** Start TEXT BLOCK **

Hi Bill.  Thanks for providing me with a wonderful Sunday afternoon’s entertainment.  I came across your blog – not entirely by chance – and enjoyed reading what you had written.  I wish I’d discovered your blog earlier.  Until about four years ago, when my dad passed away, I was in your neck of the woods about once a year for a visit.  My folks lived in Lawrenceville for some years…which my father and I affectionately dubbed Larryville....  I wasn’t able to discover whether your trip to France still is in the future.  On a continental scale, France is kind of in my neck of the woods.

By Carl Press on Click on Comments to Subscribe on 2/14/12

- On Fri, 4/6/12, william cotter  wrote:
To: carl_press@

What a wonderful surprise.  Don't know where to start.  I never check the subscription requests for my blog, because nobody ever requests.  Nonetheless you are not the first person from the distant past to locate me through the internet directing them to the blog.  Anyway, the trip to France had to be postponed until my wife and I are younger and richer.  I also regret missing you in Larryville.

Carl and I began to exchange e-mails, Facebook chats, photos, live Skype.  We learned by trial and error along the way how to set up and use these technological media marvels, challenging to a couple of old geezers.  We filled in the blanks with information about our families, our health, projects in denial of the aging process.  We discussed art, literature, technology, power tools, building construction and remodeling.   To bridge the six time zones between us whenever one of us logged on-line to chat, we experimented with using other media for notification, including cell phone texts.   I suggested telepathy.  Carl quoted his favorite writer Kurt Vonnegut: “Anyone who believes in telekinesis, please raise my right hand.”

** End TEXT BLOCK **
** Start RECORDED DATA **

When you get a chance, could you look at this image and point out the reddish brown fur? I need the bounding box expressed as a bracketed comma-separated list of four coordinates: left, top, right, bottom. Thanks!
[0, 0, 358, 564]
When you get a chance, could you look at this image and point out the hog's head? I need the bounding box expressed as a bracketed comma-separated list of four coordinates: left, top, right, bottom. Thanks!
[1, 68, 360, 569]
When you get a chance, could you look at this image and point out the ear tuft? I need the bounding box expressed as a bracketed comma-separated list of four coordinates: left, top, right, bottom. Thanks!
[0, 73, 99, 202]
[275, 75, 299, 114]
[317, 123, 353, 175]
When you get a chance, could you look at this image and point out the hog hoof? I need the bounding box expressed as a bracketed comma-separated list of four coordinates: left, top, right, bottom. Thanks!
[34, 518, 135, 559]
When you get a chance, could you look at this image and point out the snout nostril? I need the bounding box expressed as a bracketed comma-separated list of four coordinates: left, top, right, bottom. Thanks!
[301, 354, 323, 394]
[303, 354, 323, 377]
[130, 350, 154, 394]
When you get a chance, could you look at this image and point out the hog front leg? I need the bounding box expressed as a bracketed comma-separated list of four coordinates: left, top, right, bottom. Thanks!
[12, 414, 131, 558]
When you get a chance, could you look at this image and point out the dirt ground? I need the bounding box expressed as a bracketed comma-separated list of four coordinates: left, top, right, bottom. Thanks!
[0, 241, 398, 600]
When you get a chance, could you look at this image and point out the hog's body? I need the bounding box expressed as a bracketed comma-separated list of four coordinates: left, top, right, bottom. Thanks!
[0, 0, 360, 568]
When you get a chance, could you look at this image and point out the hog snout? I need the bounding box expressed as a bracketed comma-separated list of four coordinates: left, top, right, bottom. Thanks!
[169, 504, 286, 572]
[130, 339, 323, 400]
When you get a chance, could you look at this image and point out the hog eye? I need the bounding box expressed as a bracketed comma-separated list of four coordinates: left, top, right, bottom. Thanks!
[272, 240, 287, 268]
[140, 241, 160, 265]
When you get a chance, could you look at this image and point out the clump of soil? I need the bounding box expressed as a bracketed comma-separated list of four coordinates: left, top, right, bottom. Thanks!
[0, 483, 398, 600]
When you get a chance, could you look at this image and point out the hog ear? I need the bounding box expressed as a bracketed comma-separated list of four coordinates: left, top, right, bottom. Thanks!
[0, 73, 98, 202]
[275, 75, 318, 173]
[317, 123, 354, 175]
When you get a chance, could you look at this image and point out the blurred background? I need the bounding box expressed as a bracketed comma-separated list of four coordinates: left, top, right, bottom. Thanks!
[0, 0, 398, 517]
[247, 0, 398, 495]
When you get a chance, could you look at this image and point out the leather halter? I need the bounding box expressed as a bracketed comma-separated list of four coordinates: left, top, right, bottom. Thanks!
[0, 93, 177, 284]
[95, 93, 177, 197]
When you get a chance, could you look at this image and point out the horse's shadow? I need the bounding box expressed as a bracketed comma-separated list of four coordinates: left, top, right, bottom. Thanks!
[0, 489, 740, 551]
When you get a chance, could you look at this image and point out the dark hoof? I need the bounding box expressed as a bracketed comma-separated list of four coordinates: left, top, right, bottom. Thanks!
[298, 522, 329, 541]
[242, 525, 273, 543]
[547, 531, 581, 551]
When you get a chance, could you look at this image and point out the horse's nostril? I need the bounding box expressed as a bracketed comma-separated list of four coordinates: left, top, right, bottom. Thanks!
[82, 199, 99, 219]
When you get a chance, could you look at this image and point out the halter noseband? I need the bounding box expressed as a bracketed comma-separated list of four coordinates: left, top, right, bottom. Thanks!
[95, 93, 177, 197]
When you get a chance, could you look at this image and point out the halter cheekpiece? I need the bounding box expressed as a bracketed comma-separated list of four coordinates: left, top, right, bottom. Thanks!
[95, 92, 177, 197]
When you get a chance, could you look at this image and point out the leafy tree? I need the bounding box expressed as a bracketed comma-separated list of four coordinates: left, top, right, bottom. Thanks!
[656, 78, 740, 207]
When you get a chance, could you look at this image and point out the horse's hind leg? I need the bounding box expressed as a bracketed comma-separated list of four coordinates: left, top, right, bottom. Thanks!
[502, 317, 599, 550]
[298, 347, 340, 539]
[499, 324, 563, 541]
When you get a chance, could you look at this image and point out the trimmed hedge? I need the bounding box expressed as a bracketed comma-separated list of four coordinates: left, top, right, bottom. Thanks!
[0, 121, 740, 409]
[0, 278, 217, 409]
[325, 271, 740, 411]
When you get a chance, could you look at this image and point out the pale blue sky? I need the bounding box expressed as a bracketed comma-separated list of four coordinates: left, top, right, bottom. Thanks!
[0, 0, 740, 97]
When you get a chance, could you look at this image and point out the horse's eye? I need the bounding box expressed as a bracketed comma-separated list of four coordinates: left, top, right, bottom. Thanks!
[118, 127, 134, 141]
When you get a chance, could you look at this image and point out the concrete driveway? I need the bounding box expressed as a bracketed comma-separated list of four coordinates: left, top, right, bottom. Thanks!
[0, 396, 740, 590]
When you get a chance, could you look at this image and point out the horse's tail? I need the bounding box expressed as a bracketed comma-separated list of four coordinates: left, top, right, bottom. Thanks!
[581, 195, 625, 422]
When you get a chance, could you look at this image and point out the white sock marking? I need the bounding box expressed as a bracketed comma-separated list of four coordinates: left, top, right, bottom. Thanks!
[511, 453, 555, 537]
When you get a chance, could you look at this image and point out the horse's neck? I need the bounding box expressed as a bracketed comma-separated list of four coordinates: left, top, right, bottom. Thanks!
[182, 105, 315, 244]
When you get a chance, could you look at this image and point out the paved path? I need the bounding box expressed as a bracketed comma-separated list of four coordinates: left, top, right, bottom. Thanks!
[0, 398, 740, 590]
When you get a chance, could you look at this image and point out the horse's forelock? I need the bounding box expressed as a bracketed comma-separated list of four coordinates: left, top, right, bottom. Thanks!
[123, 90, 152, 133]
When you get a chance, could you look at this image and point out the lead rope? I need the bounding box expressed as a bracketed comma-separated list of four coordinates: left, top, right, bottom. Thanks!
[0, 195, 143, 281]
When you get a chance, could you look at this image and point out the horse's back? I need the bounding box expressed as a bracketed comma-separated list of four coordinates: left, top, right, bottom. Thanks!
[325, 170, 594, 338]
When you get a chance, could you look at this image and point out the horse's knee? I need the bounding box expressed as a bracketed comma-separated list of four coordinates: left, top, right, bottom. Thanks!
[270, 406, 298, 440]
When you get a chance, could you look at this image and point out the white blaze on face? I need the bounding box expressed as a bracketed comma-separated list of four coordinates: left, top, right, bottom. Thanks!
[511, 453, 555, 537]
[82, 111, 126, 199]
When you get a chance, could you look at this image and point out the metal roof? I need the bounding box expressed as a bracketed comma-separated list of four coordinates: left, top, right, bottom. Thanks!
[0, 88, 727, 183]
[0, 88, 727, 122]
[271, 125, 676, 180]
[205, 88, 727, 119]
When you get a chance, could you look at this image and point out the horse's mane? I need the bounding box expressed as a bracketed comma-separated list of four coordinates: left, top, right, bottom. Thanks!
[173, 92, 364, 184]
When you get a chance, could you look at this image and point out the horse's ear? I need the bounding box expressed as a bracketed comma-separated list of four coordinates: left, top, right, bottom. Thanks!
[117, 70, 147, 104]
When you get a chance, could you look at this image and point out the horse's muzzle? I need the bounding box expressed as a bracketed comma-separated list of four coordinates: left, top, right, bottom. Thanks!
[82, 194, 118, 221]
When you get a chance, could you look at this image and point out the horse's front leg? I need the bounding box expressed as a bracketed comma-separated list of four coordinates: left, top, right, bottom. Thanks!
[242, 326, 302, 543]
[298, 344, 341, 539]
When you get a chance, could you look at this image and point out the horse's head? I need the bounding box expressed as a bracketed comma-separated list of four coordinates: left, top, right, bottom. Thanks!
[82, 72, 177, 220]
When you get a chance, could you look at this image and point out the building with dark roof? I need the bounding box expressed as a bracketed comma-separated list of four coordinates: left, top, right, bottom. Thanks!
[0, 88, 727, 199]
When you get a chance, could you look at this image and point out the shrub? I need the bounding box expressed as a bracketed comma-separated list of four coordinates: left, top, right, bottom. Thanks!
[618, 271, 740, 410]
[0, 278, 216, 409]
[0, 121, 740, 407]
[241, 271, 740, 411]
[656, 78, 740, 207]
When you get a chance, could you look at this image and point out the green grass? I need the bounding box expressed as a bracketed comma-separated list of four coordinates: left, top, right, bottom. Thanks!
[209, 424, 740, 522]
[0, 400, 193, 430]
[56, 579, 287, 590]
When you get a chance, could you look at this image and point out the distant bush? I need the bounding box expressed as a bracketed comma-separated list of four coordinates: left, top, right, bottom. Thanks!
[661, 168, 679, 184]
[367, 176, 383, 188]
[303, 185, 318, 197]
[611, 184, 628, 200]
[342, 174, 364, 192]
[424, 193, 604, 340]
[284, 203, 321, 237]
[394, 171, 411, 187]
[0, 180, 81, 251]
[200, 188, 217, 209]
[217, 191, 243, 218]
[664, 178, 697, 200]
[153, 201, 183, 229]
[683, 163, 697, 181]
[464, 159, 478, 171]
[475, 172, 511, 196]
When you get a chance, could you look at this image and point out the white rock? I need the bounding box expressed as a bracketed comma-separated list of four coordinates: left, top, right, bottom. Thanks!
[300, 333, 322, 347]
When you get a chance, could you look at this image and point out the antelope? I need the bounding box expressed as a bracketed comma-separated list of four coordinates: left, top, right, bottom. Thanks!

** End RECORDED DATA **

TASKS FOR THIS EXERCISE =
1) In the text about the blog correspondence, why did the two men experiment with other media, such as cell phone texts, for notification?
2) Carry on the text about the blog correspondence from its final sentence.
The data has no connection to the text about the blog correspondence.

RESULTS FOR EACH TASK =
1) They used other media for notification to bridge the six time zones between them. This let one of them signal whenever he logged on-line to chat.

2)
So I said, “I do not see any reason why my homebrew metaphysics should be any more disreputable than anybody else's or even the store-bought brands like Scientology, L.D.S., or for that matter what my redneck kinfolk used to call, "the Pope in Rome." Moreover, it will not make you blind or damage your liver. I do not offer it for sale and rarely even offer a sip to guests and old friends. While I do not ponder the nature and origin of life, except possibly by implication, I have long been interested in the communication of ideas, especially in the arts and especially the origins of ideas, what is often called inspiration. I do not believe God or a Muse plants ideas in the heads of artists. I believe ideas are a form of electromagnetic energy bouncing around the universe like the undying transmissions of radio signals from old Fibber McGee and Molly broadcasts. Who picks up these signals and how depends on the receiving equipment of one's brain and practice at tuning in. It is not a matter of the telekinesis quote from Vonnegut. The waves of energy are there, transmitted without intent or direction. Reception is entirely up to the downlink.”

Carl had been a theatre student at Antioch and had involved me in trying to convert some stories of mine into scripts for movies and plays, and he had recruited me as a tag-along for a documentary film for which he was the producer.  We had a birthday in common, June 6.  On our 1968 birthday, we downed a six pack of Lowenbrau dark, he reminded me.  I had provided the over-21 drivers license.  Carl went to Copenhagen in 1969 on a year-long program called Antioch Education Abroad.  He stayed the rest of his life. 

In Denmark, Carl worked as an actor, director, and creator of puppets.  With a little help from his friends, he raised as a single dad a son, Niklas, a successful bilingual journalist, Danish mother-tongue, English father-tongue.



Invitation:


carl press
06.06.1948 - 07.04.2013
Kære
Du indbydes til at tage afsked med Carl.
Afskedshøjtideligheden finder sted i kapellet
på Holmens Kirkegård på Østerbro.
Lørdag den 13. april kl. 14.00
Holmens Kirkegård
Øster Farimagsgade 46
2100 København Ø
Efter bisættelsen vil der være gravøl, hvor vi sammen kan
mindes Carl. Arrangementet er uformelt, men slutter kl. 17.30.
Vi håber du har mulighed for at være med.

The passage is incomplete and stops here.